**SOURCE DATA**
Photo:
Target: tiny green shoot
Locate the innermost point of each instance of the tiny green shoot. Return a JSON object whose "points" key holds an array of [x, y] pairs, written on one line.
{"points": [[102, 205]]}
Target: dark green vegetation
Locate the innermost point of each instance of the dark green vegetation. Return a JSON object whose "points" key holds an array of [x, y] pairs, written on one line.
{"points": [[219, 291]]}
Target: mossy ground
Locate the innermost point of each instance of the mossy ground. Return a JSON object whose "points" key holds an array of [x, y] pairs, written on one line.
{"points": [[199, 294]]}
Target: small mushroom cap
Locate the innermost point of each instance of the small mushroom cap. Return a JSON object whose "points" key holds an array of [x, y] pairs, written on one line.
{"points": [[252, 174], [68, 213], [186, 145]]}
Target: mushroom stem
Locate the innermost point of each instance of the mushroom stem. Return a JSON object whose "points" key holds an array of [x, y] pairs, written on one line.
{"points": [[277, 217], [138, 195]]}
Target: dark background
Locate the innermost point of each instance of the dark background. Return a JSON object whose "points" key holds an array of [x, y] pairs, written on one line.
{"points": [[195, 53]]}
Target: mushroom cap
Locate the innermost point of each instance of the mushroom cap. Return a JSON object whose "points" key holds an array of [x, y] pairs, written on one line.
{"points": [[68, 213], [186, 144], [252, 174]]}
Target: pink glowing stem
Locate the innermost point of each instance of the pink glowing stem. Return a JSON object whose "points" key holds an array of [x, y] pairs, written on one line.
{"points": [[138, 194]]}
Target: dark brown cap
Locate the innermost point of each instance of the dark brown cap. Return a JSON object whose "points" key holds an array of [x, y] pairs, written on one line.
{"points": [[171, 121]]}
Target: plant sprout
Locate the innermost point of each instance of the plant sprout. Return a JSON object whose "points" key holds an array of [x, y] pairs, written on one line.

**WORK ORDER**
Print exactly the lines between the line with "Target: pink glowing stem" and the final line of the records above, both included.

**SOLUTION TO THIS PROBLEM**
Target: pink glowing stem
Locate the innermost point of each instance of the pink glowing stem. Return a JSON object whose "points" key holds an array of [x, y] pairs, written on one line.
{"points": [[138, 194]]}
Target: dark brown cap
Locate the innermost point of each instance of the dark brown cap. Return a JSON object whose "points" key holds an array of [x, y] pairs, written on one line.
{"points": [[171, 121]]}
Target: plant sprout
Locate the innermost point of each instance of the plant sprout. Return a JSON object whose "points" key holds an array of [x, y] pairs, written on one line.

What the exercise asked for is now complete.